RECORD EXCERPTS start

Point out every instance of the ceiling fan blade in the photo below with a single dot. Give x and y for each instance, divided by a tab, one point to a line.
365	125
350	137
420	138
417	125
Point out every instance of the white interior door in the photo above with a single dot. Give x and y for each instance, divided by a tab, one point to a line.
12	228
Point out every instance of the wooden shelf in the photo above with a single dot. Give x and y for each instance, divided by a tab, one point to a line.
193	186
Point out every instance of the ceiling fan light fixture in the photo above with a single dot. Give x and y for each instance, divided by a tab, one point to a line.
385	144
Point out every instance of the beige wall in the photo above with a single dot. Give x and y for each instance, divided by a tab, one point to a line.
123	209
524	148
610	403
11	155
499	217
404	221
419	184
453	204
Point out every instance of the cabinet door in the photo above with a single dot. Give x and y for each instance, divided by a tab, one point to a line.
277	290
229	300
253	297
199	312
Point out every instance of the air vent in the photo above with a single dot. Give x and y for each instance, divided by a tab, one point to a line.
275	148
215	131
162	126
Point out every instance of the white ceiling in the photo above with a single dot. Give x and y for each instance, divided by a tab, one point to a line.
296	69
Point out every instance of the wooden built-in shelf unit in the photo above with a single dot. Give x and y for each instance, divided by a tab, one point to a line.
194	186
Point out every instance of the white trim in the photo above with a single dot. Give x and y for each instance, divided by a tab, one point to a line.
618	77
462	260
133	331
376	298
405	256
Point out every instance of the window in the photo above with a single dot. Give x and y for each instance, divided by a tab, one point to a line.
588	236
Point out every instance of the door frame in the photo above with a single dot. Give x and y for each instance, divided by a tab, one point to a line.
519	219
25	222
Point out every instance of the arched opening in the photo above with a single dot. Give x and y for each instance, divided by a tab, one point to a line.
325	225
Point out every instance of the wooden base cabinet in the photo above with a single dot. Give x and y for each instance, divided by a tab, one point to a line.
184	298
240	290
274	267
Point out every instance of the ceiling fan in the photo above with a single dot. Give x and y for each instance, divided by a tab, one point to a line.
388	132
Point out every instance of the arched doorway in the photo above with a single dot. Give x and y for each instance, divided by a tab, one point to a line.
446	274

RECORD EXCERPTS end
RECORD EXCERPTS start

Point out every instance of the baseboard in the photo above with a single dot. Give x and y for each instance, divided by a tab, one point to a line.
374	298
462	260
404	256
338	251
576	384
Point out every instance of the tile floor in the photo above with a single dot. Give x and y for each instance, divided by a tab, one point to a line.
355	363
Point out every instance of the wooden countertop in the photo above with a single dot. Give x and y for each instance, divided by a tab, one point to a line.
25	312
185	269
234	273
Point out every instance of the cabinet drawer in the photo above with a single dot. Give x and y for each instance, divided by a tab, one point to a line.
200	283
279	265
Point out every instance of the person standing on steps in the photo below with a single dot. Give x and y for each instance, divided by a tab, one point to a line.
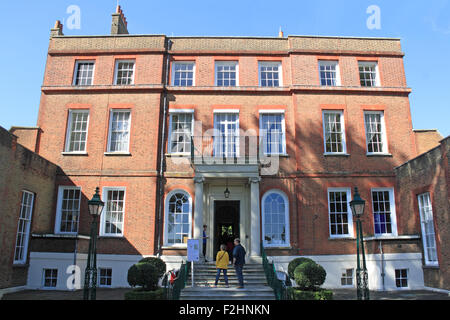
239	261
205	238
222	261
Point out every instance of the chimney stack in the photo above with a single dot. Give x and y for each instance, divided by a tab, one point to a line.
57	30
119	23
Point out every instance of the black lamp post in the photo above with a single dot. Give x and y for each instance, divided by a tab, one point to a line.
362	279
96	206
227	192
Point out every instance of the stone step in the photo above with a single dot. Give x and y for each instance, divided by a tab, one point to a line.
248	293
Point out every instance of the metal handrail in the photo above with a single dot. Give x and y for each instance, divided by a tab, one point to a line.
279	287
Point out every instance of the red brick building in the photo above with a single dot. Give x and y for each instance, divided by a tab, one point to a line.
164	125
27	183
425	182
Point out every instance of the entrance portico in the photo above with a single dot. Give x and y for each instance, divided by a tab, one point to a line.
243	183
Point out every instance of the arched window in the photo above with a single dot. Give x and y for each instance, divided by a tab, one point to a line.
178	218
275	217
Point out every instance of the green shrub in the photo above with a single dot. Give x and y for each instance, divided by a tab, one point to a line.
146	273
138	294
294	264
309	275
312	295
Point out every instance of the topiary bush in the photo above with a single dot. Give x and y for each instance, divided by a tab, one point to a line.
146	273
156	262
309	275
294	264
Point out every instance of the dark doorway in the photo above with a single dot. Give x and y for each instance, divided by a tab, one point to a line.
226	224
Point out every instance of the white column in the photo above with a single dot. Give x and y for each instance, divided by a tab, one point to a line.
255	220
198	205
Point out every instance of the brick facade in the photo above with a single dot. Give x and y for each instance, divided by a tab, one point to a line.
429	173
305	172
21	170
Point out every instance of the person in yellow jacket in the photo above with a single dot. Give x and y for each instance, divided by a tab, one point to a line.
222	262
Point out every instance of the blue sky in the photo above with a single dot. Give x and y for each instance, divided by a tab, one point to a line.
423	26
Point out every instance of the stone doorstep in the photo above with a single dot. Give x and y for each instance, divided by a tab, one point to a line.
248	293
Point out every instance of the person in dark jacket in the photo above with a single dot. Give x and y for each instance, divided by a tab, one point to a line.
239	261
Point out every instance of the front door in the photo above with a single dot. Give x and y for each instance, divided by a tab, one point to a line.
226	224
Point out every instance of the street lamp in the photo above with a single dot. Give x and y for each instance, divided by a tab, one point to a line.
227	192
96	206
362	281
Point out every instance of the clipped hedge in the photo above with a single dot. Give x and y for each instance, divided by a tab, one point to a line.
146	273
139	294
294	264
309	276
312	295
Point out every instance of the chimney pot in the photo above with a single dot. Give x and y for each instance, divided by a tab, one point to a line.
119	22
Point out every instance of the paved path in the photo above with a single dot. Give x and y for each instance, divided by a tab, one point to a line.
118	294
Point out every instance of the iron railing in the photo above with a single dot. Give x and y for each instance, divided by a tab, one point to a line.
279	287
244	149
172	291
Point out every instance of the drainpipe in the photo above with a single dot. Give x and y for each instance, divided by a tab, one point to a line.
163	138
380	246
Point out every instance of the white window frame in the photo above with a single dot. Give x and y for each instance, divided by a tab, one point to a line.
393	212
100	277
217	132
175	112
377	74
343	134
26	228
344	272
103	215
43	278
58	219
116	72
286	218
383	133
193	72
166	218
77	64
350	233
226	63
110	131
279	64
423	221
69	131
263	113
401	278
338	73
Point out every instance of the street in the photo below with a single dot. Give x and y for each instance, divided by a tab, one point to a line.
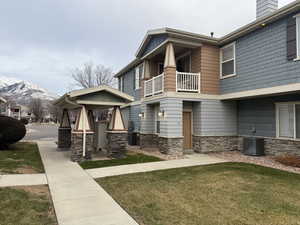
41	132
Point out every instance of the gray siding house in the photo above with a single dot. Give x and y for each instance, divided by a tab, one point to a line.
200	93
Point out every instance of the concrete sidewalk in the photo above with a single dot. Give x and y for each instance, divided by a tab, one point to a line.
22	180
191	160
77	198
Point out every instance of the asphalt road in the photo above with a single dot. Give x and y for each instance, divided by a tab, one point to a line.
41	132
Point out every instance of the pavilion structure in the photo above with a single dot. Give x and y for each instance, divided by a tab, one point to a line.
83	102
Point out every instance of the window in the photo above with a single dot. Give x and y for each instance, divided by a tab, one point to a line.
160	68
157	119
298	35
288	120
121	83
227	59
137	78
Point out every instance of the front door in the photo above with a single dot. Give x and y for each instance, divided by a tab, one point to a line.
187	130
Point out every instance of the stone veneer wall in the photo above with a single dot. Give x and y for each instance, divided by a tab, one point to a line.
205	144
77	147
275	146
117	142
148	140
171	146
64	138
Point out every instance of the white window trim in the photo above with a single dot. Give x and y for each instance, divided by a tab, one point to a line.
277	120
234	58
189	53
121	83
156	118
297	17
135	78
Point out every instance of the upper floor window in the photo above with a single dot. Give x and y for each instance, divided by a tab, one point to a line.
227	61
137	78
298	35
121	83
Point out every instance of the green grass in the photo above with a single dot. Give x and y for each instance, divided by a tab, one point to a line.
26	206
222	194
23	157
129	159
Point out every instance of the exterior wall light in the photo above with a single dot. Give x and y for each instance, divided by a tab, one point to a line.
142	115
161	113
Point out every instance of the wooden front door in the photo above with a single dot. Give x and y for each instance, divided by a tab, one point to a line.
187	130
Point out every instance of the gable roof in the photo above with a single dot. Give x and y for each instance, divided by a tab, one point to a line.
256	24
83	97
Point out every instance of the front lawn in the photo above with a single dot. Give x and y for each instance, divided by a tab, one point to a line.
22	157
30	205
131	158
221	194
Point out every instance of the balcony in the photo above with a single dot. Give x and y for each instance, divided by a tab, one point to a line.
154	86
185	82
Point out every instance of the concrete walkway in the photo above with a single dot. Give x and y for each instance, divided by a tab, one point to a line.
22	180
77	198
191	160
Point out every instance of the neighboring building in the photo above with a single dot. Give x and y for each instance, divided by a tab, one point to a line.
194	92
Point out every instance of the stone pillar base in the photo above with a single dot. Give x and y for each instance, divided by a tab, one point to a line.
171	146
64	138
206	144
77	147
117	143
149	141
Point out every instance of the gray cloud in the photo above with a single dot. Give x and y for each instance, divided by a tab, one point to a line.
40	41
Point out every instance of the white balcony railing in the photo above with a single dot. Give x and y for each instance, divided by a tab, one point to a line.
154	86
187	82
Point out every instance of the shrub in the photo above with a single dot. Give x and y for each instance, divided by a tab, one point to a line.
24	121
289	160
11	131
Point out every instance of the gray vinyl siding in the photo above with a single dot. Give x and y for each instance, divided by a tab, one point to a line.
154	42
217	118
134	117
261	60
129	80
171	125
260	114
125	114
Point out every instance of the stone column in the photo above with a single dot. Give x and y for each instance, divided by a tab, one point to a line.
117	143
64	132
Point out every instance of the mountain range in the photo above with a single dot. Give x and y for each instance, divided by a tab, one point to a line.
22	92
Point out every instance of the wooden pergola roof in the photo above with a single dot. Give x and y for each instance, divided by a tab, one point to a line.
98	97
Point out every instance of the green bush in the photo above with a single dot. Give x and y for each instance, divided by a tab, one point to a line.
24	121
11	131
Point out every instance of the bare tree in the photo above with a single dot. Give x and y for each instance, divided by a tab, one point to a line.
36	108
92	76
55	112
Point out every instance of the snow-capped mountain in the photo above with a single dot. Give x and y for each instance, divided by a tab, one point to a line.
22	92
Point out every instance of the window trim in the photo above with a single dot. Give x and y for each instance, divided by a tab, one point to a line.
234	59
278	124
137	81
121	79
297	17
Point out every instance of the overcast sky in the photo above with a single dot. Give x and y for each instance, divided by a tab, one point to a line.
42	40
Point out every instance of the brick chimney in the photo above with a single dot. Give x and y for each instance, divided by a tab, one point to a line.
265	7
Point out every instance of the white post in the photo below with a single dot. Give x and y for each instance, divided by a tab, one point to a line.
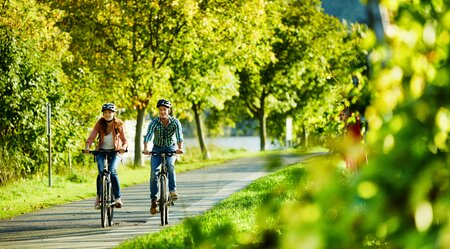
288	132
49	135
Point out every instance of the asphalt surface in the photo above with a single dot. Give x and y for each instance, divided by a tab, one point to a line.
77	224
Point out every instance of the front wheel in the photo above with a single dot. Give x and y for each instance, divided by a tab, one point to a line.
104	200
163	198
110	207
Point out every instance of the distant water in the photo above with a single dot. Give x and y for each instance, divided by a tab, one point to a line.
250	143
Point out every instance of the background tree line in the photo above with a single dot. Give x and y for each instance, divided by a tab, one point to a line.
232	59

RECORD EXCERPTS end

- **WHAT NEEDS TO BE DONE**:
Count the lines in the entries above that contain the string "roof", treating case as significant, and reply with only the number.

- **SOLUTION TO THE EXERCISE**:
2